→ Supplied material

- - - - - - -

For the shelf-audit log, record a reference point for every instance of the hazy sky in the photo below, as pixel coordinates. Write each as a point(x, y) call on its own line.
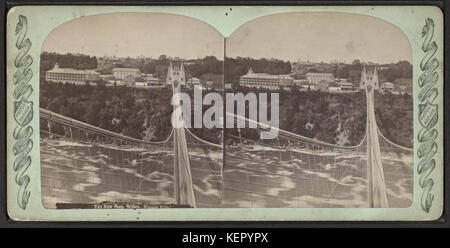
point(320, 37)
point(135, 34)
point(307, 36)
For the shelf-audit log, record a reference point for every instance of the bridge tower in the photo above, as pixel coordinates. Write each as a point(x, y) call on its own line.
point(183, 186)
point(369, 77)
point(376, 186)
point(176, 72)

- - - - - - -

→ Your task
Could you write the entries out again exactly, without their pictures?

→ Task response
For the shelf-audit log, record a reference point for every instance of the hazy sky in the photo below, as pixel coordinates. Write each as a point(x, y) call on its own line.
point(320, 37)
point(135, 34)
point(307, 36)
For the shelf-audit log, record a reference point for every instance of the bridge tower in the photo above, as pixel coordinates. Write each as a point(x, y) call on its own line.
point(183, 186)
point(369, 77)
point(376, 186)
point(176, 72)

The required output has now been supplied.